TASK INSTRUCTIONS: When you copy the records, keep every word exact and leave the pictures out.
———
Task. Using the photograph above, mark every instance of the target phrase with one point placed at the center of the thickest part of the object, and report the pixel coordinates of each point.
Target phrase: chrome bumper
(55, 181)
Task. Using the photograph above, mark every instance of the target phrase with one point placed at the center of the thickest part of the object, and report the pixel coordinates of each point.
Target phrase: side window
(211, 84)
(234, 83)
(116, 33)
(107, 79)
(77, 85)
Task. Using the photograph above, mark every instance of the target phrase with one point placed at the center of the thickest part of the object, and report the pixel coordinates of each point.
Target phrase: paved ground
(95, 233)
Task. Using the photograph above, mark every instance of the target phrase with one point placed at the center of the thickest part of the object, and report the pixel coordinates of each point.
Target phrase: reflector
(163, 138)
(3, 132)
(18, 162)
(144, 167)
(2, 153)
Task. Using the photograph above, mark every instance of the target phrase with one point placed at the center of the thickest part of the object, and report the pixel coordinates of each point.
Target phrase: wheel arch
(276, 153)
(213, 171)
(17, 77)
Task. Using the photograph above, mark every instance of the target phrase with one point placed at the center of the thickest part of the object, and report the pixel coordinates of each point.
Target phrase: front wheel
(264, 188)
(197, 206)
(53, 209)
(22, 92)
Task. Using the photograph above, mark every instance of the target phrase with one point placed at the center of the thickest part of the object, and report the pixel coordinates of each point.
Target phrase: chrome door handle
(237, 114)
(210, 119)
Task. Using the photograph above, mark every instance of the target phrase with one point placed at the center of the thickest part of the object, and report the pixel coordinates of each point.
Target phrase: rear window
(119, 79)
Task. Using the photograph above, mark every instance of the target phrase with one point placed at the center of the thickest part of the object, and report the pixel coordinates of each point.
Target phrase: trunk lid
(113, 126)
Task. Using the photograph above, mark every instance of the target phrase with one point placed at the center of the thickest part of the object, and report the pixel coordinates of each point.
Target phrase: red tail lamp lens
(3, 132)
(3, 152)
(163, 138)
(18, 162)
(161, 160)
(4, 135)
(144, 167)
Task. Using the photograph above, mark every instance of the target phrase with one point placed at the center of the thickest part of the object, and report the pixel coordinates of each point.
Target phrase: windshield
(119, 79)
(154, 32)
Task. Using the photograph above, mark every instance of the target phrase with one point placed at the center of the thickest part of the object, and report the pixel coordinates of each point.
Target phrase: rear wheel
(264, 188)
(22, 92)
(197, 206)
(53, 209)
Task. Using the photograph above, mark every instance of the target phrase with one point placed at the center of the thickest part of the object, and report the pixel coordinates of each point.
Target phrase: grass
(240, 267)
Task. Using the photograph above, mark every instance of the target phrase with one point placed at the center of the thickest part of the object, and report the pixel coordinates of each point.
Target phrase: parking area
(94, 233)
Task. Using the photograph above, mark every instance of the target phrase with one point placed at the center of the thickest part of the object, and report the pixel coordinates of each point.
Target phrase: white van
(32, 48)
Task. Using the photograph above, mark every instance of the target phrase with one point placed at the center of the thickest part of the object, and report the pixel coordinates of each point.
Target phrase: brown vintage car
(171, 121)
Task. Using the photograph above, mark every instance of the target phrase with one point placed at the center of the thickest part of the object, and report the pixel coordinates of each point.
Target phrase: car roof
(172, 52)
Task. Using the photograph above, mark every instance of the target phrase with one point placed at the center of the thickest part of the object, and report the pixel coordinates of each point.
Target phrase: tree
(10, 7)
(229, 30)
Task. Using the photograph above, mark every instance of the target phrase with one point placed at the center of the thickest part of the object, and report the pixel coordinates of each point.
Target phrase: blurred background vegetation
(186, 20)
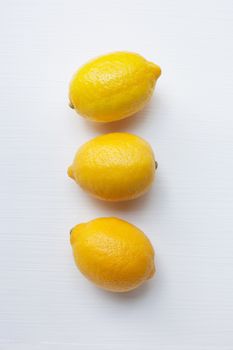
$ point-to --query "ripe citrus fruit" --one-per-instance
(113, 86)
(113, 254)
(114, 167)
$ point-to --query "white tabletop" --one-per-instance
(45, 303)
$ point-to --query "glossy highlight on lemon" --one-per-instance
(113, 86)
(114, 167)
(113, 254)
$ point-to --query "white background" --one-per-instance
(45, 303)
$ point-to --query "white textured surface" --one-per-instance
(44, 302)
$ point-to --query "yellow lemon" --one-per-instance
———
SOLUTION BELOW:
Task. Using the photograph above, mark every instance of the target phrase with one point placed at the center of the thickest part of the object, and report the pixel coordinates of each point.
Target phrase: chrome bumper
(55, 181)
Task. Using the photograph above, mark every instance of the target phrase with one point placed at the center of the thickest part of the object, and report the pixel coordinates of each point.
Target phrase: side window
(211, 84)
(234, 83)
(116, 33)
(107, 79)
(77, 85)
Task. Using the photograph above, mark every instance of the target phrase with one point placed at the center of the thickest part of the object, and report the pixel coordinates of each point.
Target phrase: paved ground
(95, 233)
Task. Using the photograph above, mark every instance of the target phrase with one point placed at the center of the thickest part of the object, and report the pixel coordinates of each point.
Target phrase: reflector
(163, 138)
(3, 132)
(18, 162)
(144, 167)
(2, 153)
Task. Using the photograph above, mark every instance of the target phrase with one point placed at the center of the thickest part of the object, and report the pixel coordinates of each point.
Target phrase: wheel arch
(276, 153)
(213, 171)
(17, 77)
Task. Using the photograph above, mark every instance of the target phrase with one point placed at the center of the thickest part of the object, and report the pixel coordinates of each point.
Target phrase: front wheel
(264, 188)
(197, 206)
(53, 209)
(22, 92)
Task. Using the photograph above, mark every instance of the target phrase with one point placed at the center of the thickest part of the object, and report the pixel coordinates of each point.
Target phrase: chrome door handle
(237, 114)
(210, 119)
Task. Using the photograph above, mark every instance of the target phrase with one point placed at the center of the thickest part of the object, and report the pixel coordinates of each point.
Target phrase: rear window
(119, 79)
Task. Using the photograph above, mark every instance of the target phrase with one point placed at the center of the thickest part of the object, and report the pixel coordinates of each point.
Target phrase: trunk lid
(113, 126)
Task. Using the photograph above, mark every instance of the target phrase with one point placed at the center of the thickest part of the object, and report the pixel coordinates of each point.
Target phrase: red tail lamp lens
(3, 132)
(3, 152)
(163, 138)
(18, 162)
(161, 160)
(4, 135)
(144, 167)
Task. Using the photograph above, mark every instance of the target phrase with one point placed at the center of the thickest part of the object, and report the pixel coordinates of each point.
Target phrase: windshield
(119, 79)
(154, 32)
Task. Using the photograph above, mark every instance of the target phrase with one point placed at the center of the thickest part of the object, and report the pixel coordinates of each point.
Target phrase: rear wheel
(264, 188)
(22, 92)
(197, 206)
(53, 209)
Task. Using the photograph above, mark every instance of the target phrase with one point placed at the center of the thickest part of the object, and report the pixel coordinates of each point.
Target phrase: grass
(240, 267)
Task. Using the photograph above, mark every instance of the target phrase with one point placed at the center of the thickest part of the object, and report the pixel coordinates of each point.
Target phrase: parking area
(94, 233)
Task. Using the photograph above, mark every instance of the target phrase with one point placed at the center of the thickest part of the object, and report the pixel coordinates of each point.
Target phrase: white van
(32, 48)
Task. Using the photograph above, mark every instance of the target phrase with one point placed at the center of the thickest part of the object, and report the pixel coordinates of each point.
Target phrase: brown vintage car
(171, 121)
Task. Using the photograph above, mark every instance of the target phrase with one point placed at the center of the thickest part of the object, and report the pixel coordinates of each point.
Target phrase: car roof
(172, 52)
Task. Using the photograph above, mark every instance of the target phrase with one point placed at the center of the thickest part of the object, and report the pixel coordinates of each point.
Target phrase: tree
(10, 7)
(229, 30)
Task. Using the photograph above, mark every instance of the target phrase with one point placed at the center of the thickest part of the object, and report the pixel coordinates of each point.
Target phrase: blurred background vegetation
(186, 20)
$ point-to --query "ripe citrus fruit" --one-per-instance
(113, 86)
(113, 254)
(114, 167)
$ point-to --query "white tabletop" --one-per-instance
(45, 303)
$ point-to --query "glossy highlight on lemon" --one-per-instance
(113, 86)
(114, 167)
(113, 254)
$ point-to --query "white background" --one-per-instance
(45, 303)
$ point-to --query "white textured surface" --one-per-instance
(44, 302)
$ point-to --query "yellow lemon" --one-per-instance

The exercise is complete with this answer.